• **CONSIGNE**: Dites si chacune des affirmations suivantes concorde avec le texte sur la guerre dans l’Est de la RDC, en répondant par oui ou non et en citant textuellement les mots du texte qui tranchent. 1. La RDC n’a plus d’armée depuis environ vingt ans. 2. Le peuple congolais a plusieurs choix possibles. 3. L’Est du Congo est devenu une zone d’influence française.

• **TEXTE À LIRE**:
((
Le problème fondamental pour restaurer la paix, la sécurité et le développement de la RDC et de la région des Grands Lacs, consiste à décourager tous ces vrais bénéficiaires de cette guerre de l’Est. C’est le combat permanent que doit livrer le peuple congolais qui ne peut plus se permettre ce « geste suicidaire » de se tromper de cibles. Il n’a pas de choix et doit poser le problème en ces termes s’il tient à la survie de son espèce dans cette planète, à l’existence de l’Etat et de la Nation Congo.
«Il faut que l’élite congolaise soit élargie à
l’ensemble de la classe dirigeante. Depuis pratiquement 20 ans, la RDC
n’a plus d’armée. Celle-ci a beaucoup plus de figurants portant
des galons. Or l’armée, c’est la colonne vertébrale
d’un pouvoir. Je vous ai parlé de ces puissances présentes
en Afrique centrale, précisément au Congo. Je vous ai dit que
l’Est du Congo est devenu une zone d’influence anglo-américano-sud-africaine.
))
• **MATÉRIEL FOURNI**:
((
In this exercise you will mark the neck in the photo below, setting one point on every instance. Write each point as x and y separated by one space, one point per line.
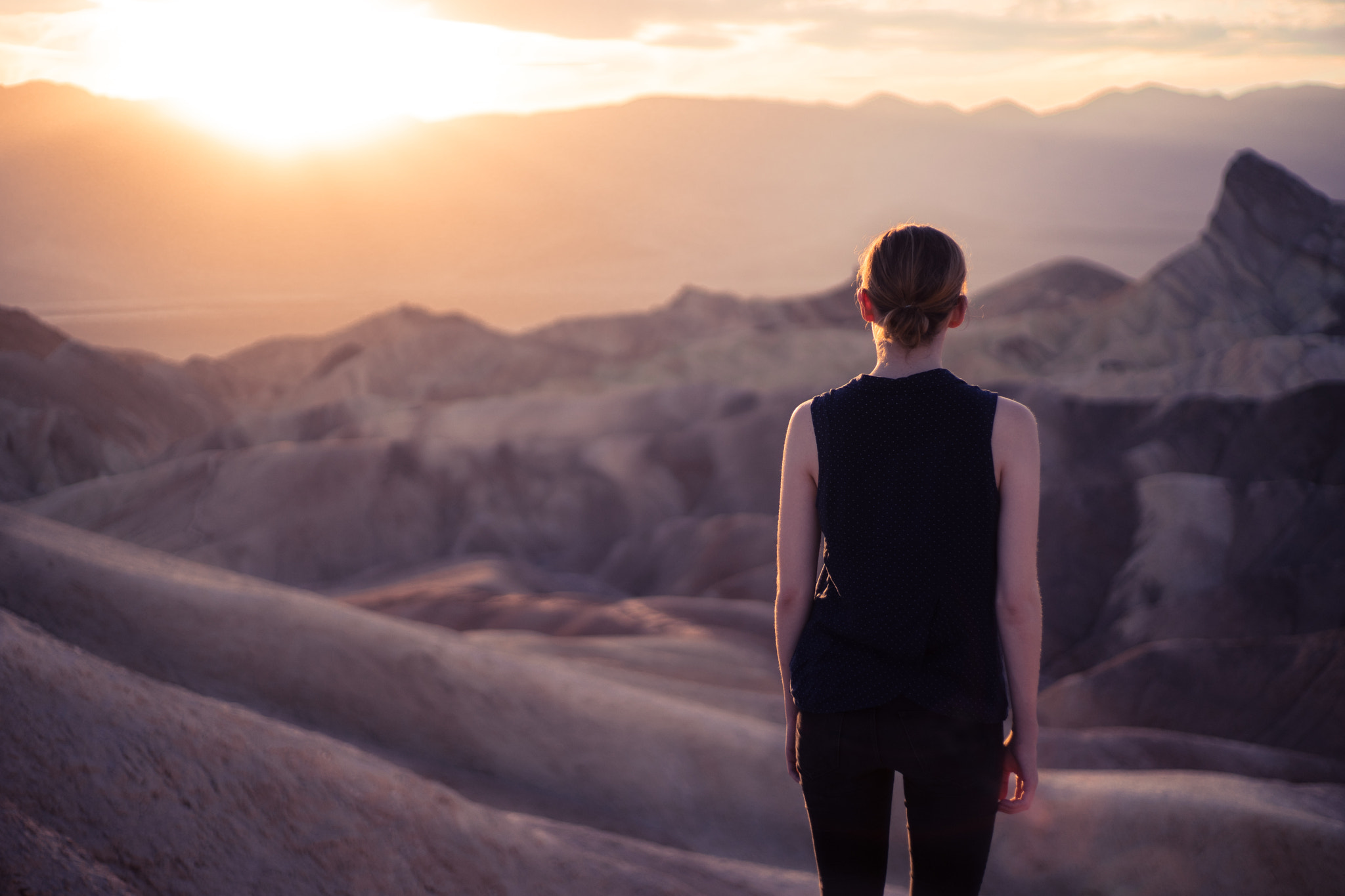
896 362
))
• **CORRIGÉ DÉTAILLÉ**:
1. Oui : « Depuis pratiquement 20 ans, la RDC n’a plus d’armée. »
2. Non : « Il n’a pas de choix »
3. Non : « l’Est du Congo est devenu une zone d’influence anglo-américano-sud-africaine »